* [Requirement]:
Apart from the pictures, every entry below should be repeated exactly.

(Stored data entries)

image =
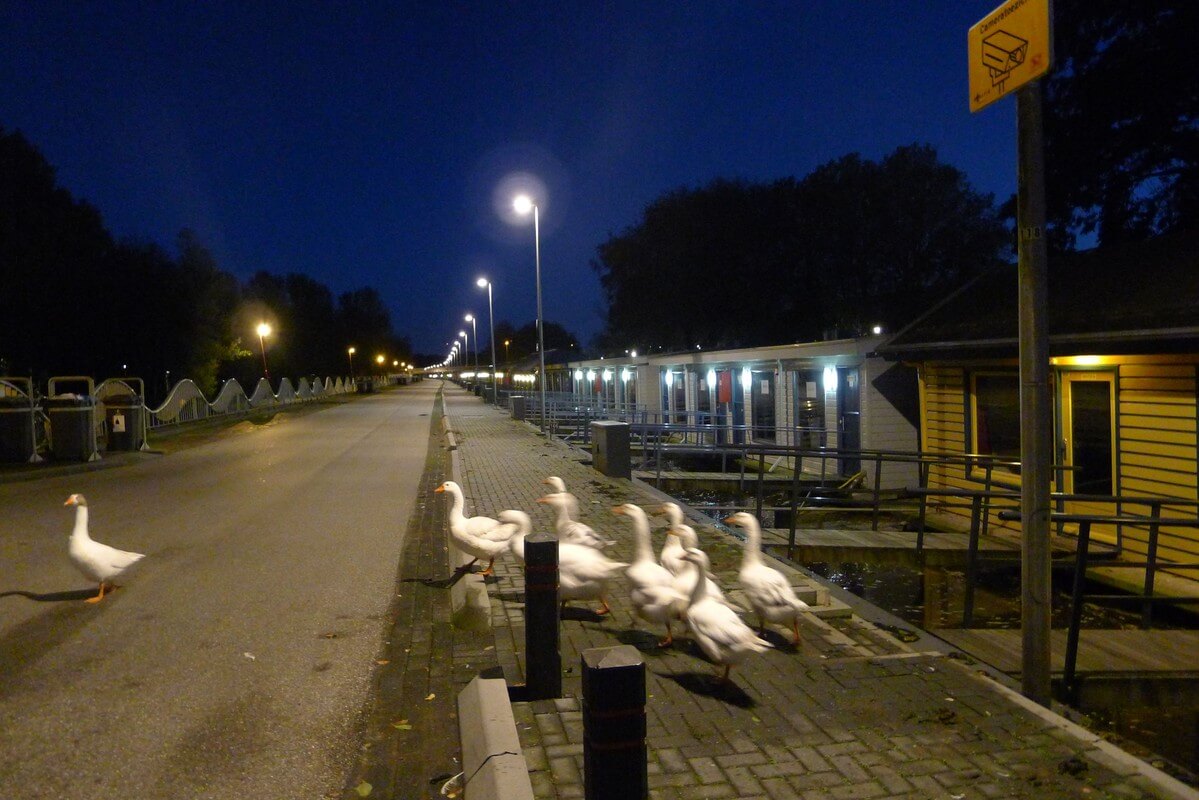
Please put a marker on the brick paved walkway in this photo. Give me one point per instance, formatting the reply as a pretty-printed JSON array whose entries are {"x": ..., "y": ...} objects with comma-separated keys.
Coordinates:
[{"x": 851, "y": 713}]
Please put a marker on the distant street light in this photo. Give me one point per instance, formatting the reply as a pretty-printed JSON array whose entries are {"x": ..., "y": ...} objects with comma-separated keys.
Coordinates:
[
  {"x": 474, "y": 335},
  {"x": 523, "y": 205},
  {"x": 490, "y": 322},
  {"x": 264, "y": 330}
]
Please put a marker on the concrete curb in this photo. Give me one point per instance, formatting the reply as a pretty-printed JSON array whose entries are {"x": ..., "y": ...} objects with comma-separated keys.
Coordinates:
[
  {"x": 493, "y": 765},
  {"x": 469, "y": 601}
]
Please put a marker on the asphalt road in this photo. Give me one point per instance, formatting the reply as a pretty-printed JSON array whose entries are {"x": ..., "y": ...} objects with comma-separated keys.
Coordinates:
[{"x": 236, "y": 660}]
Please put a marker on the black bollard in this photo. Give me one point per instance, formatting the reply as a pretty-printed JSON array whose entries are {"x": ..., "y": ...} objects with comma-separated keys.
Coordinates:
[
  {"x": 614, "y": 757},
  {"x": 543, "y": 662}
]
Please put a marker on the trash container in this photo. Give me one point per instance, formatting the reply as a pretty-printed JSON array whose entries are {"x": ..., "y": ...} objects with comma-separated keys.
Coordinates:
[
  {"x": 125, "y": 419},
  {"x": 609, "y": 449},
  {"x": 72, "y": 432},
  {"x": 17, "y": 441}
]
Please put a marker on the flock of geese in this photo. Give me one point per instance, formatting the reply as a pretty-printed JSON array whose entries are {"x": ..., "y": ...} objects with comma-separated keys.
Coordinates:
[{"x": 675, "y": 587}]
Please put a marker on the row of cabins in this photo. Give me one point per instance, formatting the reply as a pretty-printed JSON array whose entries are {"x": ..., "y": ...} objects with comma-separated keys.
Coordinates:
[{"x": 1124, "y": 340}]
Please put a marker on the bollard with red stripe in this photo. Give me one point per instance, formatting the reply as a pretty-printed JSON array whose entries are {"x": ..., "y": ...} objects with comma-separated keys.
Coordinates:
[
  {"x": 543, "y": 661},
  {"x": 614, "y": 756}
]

* [Answer to this task]:
image =
Please put a marker on the brick paved walkway in this photo. Give me one point per instance, formatting the reply as a pretty-printed JSON array whose entries are {"x": ..., "y": ...} objects with comma-separated keys.
Coordinates:
[{"x": 851, "y": 713}]
Please put a marker on the distant street light in this photo. Give me one point per instance, formatting the reply as a pretty-printed JSON array whose entries are {"x": ..., "y": ...} objects with comma-separated keys.
Coordinates:
[
  {"x": 474, "y": 335},
  {"x": 523, "y": 205},
  {"x": 490, "y": 322},
  {"x": 264, "y": 330}
]
Please put a marker on the concrete curb in this photo. Give me one point per instance, formatting the reply as a pretty-printed JSON array whose entries are {"x": ..., "y": ...} objects with comma-separated keys.
Coordinates:
[
  {"x": 493, "y": 765},
  {"x": 469, "y": 601}
]
Please put a marker on the asphalt road in this photo. Give me one point per instance, formatting the reply as a pretty-printed JSON array whose entries are {"x": ..., "y": ...} objects with comma-separated keys.
Coordinates:
[{"x": 236, "y": 660}]
Please put a marker on the black bollard in this photo. Give me one point per instance, formatting the reply as a pretty-printed JSON array whose entries are {"x": ..., "y": ...} objects with comma-separated keys.
Coordinates:
[
  {"x": 614, "y": 757},
  {"x": 543, "y": 662}
]
Please put a marker on the trash container in this photo. Give me one point per instance, formatting the reply as a pretty-printed JSON array whose entries are {"x": ..., "y": ...} objects with comma-separated keys.
Coordinates:
[
  {"x": 125, "y": 419},
  {"x": 609, "y": 449},
  {"x": 72, "y": 432},
  {"x": 17, "y": 441}
]
Please put a marker on the flock of geese in this photo. Give me one point per instance, formatting the reply as a pretty-printed JSON array whose entries are {"x": ..., "y": ...} objects with comma-separated keys.
Coordinates:
[{"x": 675, "y": 587}]
Please put a marker on the row of cabins in this photo. Give me one point per instance, formatting the reply as a pretty-printed JSON array whose entries are {"x": ..., "y": ...} objects with comma-separated keys.
Coordinates:
[{"x": 1124, "y": 340}]
Please put a marker on the bollard with red stripe in this photo. Give me one point per instance, formatting the reply as a pretty-printed JSON array whose entries are {"x": ..., "y": ...} objects with comma-separated keys.
Coordinates:
[
  {"x": 543, "y": 661},
  {"x": 614, "y": 756}
]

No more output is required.